But the payment tool isn’t without its drawbacks: While they allow employees to bypass the process of filling out purchase requests and purchase orders, funneling a transaction through the accounts payable department and reconciling it, p-cards require businesses to hold a certain level of trust with their staff to arm them with company cash.  With the risk of fraud and overspending an ever-presence threat, many companies will revert to requiring their employees to make a purchase with personal funds and expense it for reimbursement.

It’s a strategy that Emburse Co-Founder Roger Gu says holds businesses back from being strategic about how they spend money.

“We always thought it made more sense to do things before money is spent, before an employee is on the hook,” he told PYMNTS in a recent interview. “Technology didn’t historically allow for that.”

Enter: the virtual card.

Elevating The P-Card

Technology today has elevated the traditional p-card tool into a payment solution that supports greater control and transparency to address the biggest roadblocks preventing businesses from making the switch from retroactive employee expense reports to arming professionals with company money.

Gu offered a few ways that technology enables elevated control: a manager can, in real-time, issue a virtual card to an employee to a particular merchant that won’t work with anyone else. They could set spending limits for food or travel, establish time frames for when that spend occurs, nix an employee’s access to a virtual card or combine spending limits across multiple v-cards.

But beyond controlling employee spend, virtual cards have evolved the concept of the p-card into a tool that can address the broader risks of employee fraud and overspend in accounts payable — risks that can come from vendors themselves.

“We just had a case where one of our marketing vendors changed their pricing on us,” Gu said of the way Emburse’s own virtual card technology has addressed this risk. “It increased about 60 percent and we weren’t aware — it’s a SaaS subscription.”

The rise of the Software-as-a-Service model has opened up the doors for service providers to bill customers on a recurring basis, leaving many businesses to “set it and forget it” — and raising the risk that those bills will increase without anyone in an organization noticing. Virtual cards, Gu said, allow businesses to automatically generate a single-use card for that SaaS subscription bill once a month for a particular amount. If that amount increases, the purchase won’t be authorized, immediately bringing the matter to the attention of admin.

Further, he added, a single-use virtual card means that even if a vendor suffers a data breach and credit card details are exposed, hackers wouldn’t be able to use that v-card information to make a purchase for anything other than for what it was intended.

“It provides peace of mind and the certainty of, ‘I know exactly the amount that will be spent,’” he said.

Tech Gaps Remain

For all of its benefits, virtual cards are no perfect, catch-all solution to corporates’ spending challenges.

There are broader issues, like a lack of virtual card acceptance at the point-of-sale that will force an employee to foot the bill. Other vendors, like hotels, may accept virtual cards but still require a business to email or fax that card information for verification purposes. Businesses may also still require workers to retain paper receipts to validate their purchases with finance teams and controllers.

▸ **Dataset excerpts**:
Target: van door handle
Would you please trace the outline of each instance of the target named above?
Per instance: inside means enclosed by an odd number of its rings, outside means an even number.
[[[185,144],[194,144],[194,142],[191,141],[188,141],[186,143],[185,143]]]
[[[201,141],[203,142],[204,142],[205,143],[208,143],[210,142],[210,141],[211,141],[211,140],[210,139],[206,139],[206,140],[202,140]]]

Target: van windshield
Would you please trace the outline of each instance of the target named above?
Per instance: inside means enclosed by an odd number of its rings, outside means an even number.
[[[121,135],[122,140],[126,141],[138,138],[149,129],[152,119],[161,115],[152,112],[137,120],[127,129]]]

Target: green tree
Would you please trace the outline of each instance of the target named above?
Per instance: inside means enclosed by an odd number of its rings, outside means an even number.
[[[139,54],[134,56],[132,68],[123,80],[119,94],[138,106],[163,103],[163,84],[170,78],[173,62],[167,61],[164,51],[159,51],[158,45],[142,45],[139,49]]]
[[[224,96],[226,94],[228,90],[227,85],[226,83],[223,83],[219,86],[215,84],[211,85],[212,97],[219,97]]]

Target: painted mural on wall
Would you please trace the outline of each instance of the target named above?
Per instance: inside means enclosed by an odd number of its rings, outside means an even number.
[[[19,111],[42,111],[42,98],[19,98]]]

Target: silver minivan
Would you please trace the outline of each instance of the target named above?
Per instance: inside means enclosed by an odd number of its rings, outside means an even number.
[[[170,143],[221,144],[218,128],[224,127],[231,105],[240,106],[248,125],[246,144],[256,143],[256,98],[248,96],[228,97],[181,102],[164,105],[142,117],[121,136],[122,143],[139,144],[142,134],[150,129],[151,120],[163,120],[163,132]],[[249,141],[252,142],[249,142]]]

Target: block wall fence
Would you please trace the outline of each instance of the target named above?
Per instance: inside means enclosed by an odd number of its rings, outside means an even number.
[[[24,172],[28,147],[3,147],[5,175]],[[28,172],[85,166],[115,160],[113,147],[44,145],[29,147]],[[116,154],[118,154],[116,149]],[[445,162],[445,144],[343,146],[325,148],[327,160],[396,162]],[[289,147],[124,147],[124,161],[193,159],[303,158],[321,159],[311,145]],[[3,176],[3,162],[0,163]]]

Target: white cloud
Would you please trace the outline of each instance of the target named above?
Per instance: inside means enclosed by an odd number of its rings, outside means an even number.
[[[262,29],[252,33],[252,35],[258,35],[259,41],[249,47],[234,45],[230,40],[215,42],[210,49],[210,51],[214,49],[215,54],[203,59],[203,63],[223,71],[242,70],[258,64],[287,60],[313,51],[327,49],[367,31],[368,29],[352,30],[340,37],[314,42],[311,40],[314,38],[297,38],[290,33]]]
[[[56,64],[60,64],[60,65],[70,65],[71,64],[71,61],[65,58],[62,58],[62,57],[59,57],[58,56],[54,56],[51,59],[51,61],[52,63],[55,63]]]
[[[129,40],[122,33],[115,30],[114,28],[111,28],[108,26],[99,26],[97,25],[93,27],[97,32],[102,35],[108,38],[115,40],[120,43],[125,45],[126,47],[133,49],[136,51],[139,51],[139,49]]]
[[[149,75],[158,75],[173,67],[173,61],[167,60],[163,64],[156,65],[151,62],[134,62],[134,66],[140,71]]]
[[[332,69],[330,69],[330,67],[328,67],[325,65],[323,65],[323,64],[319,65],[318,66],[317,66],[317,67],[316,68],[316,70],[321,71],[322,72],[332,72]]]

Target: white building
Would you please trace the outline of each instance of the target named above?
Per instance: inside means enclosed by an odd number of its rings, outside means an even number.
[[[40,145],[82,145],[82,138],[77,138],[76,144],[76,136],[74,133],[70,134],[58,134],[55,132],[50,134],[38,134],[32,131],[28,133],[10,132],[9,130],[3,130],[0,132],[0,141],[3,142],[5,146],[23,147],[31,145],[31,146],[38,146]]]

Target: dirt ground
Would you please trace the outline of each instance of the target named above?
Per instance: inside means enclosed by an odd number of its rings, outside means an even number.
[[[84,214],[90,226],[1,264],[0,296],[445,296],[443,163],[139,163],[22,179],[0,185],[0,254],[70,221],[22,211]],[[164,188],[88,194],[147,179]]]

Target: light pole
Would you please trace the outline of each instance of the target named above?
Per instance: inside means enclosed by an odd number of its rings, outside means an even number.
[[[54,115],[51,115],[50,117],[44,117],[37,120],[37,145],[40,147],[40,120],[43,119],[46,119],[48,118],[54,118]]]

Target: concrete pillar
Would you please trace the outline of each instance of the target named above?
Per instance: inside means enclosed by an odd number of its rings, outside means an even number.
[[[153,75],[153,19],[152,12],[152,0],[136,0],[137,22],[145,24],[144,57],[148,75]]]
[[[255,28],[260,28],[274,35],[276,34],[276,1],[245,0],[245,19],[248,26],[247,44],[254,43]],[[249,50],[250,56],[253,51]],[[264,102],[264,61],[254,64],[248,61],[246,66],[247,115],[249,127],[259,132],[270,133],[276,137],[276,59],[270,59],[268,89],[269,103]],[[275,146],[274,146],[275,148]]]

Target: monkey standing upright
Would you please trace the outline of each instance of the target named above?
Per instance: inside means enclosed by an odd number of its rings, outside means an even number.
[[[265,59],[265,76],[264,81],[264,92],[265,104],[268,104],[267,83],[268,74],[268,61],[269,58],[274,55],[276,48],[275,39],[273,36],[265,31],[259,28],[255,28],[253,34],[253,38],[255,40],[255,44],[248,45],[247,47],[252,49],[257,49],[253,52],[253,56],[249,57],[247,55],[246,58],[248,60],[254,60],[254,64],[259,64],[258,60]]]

▸ **What you need to do**:
[1] Swap "transparency" for "visibility" and write out the virtual card passage from "Technology today has" to "with company money.".
[2] In the virtual card passage, by about what percentage did one of Emburse's marketing vendors raise its pricing?
The records were taken from a different source.

▸ **Solutions to the problems**:
[1]
Technology today has elevated the traditional p-card tool into a payment solution that supports greater control and visibility to address the biggest roadblocks preventing businesses from making the switch from retroactive employee expense reports to arming professionals with company money.

[2] About 60 percent.